— ENTRIES SHOWN —
※ ※ ※

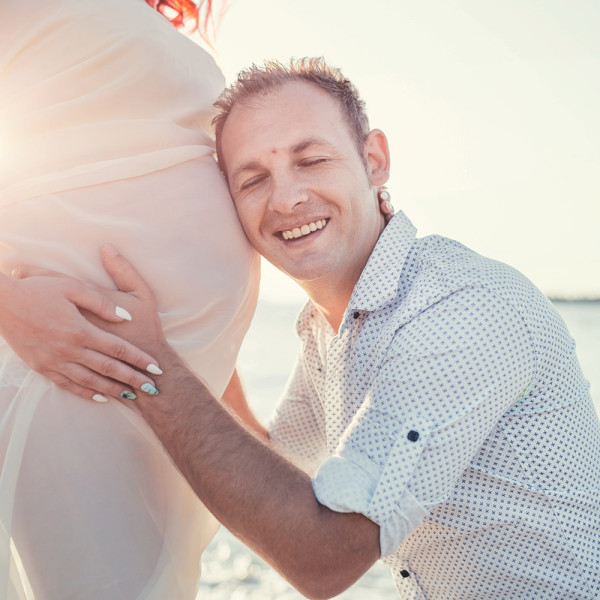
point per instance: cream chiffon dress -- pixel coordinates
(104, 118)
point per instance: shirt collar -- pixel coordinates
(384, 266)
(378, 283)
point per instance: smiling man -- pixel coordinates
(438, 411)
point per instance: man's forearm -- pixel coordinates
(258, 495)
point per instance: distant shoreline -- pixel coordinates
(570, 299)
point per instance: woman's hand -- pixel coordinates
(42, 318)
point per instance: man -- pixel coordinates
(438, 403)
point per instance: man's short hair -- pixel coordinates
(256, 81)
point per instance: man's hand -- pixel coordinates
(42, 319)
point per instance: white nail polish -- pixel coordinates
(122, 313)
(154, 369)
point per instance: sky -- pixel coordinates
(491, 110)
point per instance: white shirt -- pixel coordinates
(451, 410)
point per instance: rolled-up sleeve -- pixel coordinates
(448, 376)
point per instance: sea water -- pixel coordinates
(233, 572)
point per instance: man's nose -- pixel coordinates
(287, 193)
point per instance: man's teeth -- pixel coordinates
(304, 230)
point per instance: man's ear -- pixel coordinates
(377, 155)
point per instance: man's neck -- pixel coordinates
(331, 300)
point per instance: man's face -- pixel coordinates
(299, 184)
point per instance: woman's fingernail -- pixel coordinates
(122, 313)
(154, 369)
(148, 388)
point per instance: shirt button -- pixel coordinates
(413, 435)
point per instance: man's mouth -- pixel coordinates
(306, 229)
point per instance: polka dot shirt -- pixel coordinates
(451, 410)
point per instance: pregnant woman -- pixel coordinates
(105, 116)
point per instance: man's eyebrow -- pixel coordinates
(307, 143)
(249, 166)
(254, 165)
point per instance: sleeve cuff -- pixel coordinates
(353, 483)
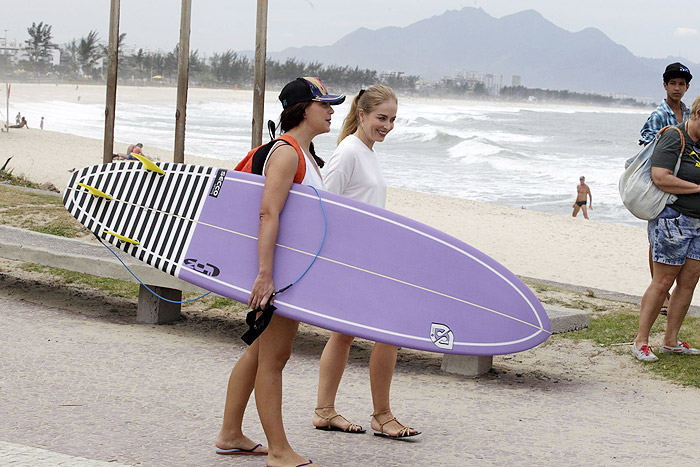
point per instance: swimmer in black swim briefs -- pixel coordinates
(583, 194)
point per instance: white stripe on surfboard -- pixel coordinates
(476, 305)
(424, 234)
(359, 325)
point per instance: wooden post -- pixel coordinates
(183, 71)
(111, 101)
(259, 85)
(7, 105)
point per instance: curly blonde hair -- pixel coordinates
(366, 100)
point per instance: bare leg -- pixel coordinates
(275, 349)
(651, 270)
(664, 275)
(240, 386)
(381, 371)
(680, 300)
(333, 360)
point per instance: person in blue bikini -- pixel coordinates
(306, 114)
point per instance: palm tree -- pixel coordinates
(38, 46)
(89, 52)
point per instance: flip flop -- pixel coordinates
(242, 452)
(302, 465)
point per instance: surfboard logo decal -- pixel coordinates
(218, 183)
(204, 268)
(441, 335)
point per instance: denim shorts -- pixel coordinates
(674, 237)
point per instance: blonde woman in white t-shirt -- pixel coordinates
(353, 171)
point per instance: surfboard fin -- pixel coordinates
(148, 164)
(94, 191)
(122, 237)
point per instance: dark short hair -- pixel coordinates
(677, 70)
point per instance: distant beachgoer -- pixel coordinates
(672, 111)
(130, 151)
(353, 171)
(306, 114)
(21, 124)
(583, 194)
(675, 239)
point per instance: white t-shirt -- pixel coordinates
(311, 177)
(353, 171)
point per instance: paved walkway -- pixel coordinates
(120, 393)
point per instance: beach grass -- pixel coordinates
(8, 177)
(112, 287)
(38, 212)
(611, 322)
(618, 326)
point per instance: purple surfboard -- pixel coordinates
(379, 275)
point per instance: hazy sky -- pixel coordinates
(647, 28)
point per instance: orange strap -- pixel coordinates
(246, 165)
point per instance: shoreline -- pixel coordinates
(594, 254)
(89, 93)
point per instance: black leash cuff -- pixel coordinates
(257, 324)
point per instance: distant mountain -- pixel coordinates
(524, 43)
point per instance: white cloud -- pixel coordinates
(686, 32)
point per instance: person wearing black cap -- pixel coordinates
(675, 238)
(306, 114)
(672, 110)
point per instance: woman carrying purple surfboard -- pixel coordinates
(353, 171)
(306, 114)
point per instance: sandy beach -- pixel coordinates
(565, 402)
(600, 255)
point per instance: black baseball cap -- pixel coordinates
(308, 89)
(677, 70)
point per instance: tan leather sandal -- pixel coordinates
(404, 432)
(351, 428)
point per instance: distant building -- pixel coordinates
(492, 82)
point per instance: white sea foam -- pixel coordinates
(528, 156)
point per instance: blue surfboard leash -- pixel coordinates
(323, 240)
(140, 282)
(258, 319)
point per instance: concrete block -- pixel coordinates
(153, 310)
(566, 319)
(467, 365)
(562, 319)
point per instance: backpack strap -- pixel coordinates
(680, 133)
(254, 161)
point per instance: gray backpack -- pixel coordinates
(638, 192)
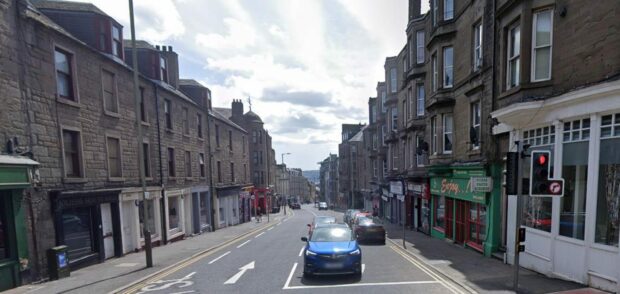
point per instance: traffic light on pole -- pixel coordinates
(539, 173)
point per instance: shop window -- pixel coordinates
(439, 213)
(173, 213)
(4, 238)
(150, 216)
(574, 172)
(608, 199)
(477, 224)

※ ※ ※

— WRITTEN TASK —
Please rewrite the listing above with "pixel coordinates" replaced by "image coordinates" everywhere, keeping every other line and answer unchanged. Leave out the pictures.

— RESPONSE TO THIS EXERCISE —
point per instance: cream chiffon dress -- image coordinates
(104, 118)
point per instance: shirt collar -- image coordinates
(384, 266)
(378, 283)
point per instance: smiling man -- image coordinates
(438, 411)
point per instance: man's forearm -- image coordinates
(258, 495)
point per instance: distant shoreline -- image coordinates
(570, 299)
point per instance: woman's hand -- image coordinates
(42, 318)
point per instance: man -- image coordinates
(438, 403)
point per instance: man's short hair -- image coordinates
(256, 81)
point per instance: man's hand -- image coordinates
(42, 319)
point per instance: white nail polish -- image coordinates
(122, 313)
(154, 369)
point per instance: sky -- image coordinates
(491, 110)
point per instance: white shirt -- image coordinates
(451, 410)
point per instance: rolled-up sleeve -- image coordinates
(448, 376)
point per instance: sea water -- image coordinates
(233, 572)
point per instance: man's nose -- image coordinates
(287, 193)
point per instance: man's teeth -- image coordinates
(304, 230)
point per instance: man's ear -- image coordinates
(377, 155)
point per instance: man's neck -- image coordinates
(331, 300)
point per instance: man's face -- image coordinates
(299, 184)
point per instance: woman's fingernail -- image coordinates
(122, 313)
(154, 369)
(148, 388)
point per instance: shirt button -- image coordinates
(413, 435)
point per instance: man's mouth -- image coordinates
(306, 229)
point per instance: polka dot shirt -- image coordinates
(451, 410)
point per instance: pregnant woman -- image coordinates
(105, 116)
point per instance: man's eyebrow -- image coordinates
(307, 143)
(249, 166)
(254, 165)
point per instance: sleeve cuff -- image coordinates
(353, 483)
point per instance: swimmer in black swim briefs -- image coordinates
(583, 194)
point per instance: white stripe on surfboard -- image coordinates
(476, 305)
(424, 234)
(359, 325)
point per instance: wooden post -- image coordinates
(183, 71)
(111, 101)
(259, 85)
(7, 105)
point per instance: curly blonde hair -- image coordinates
(366, 100)
point per instance: bare leg -- image coordinates
(275, 349)
(651, 270)
(664, 275)
(240, 386)
(381, 371)
(680, 300)
(333, 360)
point per instance: person in blue bikini -- image coordinates
(306, 114)
point per instance: palm tree -- image coordinates
(38, 46)
(89, 52)
point per instance: flip flop -- image coordinates
(242, 452)
(302, 465)
point per instance: surfboard logo decal -- image coordinates
(218, 183)
(204, 268)
(441, 335)
point per instance: denim shorts -- image coordinates
(674, 237)
point per instance: blonde woman in white t-shirt -- image coordinates
(353, 171)
point per instance: surfboard fin -- image coordinates
(148, 164)
(94, 191)
(122, 237)
point per instance: dark short hair -- image coordinates
(677, 70)
point per instance: distant beachgoer -- image coordinates
(672, 111)
(130, 151)
(353, 171)
(306, 114)
(21, 124)
(583, 194)
(675, 239)
point per instance: white t-shirt -- image coordinates
(311, 177)
(353, 171)
point per instance: paved walkway -- image coordinates
(120, 393)
point per instance: beach grass -- image coordinates
(8, 177)
(112, 287)
(38, 212)
(611, 322)
(618, 326)
point per instance: purple surfboard -- image coordinates
(379, 275)
point per instance: hazy sky -- image coordinates
(647, 28)
point per instance: orange strap -- image coordinates
(246, 165)
point per instance: shoreline -- image coordinates
(594, 254)
(89, 93)
point per instance: black leash cuff -- image coordinates
(257, 324)
point per instance: distant mountain -- image coordinates
(524, 43)
point per instance: white cloud -- image coordinates
(686, 32)
point per instance: person wearing black cap -- image coordinates
(675, 238)
(306, 114)
(672, 110)
point per instance: woman carrying purple surfboard -- image coordinates
(353, 171)
(306, 114)
point per instance: sandy beach -- image coordinates
(565, 402)
(600, 255)
point per instance: black baseball cap -- image coordinates
(308, 89)
(677, 70)
point per instance: tan leather sandal -- image coordinates
(404, 432)
(351, 428)
point per instance: distant building -- image coordinates
(492, 82)
point per instance: white sea foam -- image coordinates
(528, 156)
point per instance: blue surfboard leash -- image coordinates
(323, 240)
(140, 282)
(258, 319)
point per instance: concrete block -- image coordinates
(153, 310)
(566, 319)
(467, 365)
(562, 319)
point per instance: backpack strap -- image coordinates
(680, 133)
(254, 161)
point per instance: gray backpack -- image coordinates
(638, 192)
point per instance: traffic light on pole -- image coordinates
(539, 173)
point per instance: shop window -- image coordinates
(439, 213)
(173, 213)
(4, 238)
(150, 216)
(574, 172)
(608, 199)
(477, 224)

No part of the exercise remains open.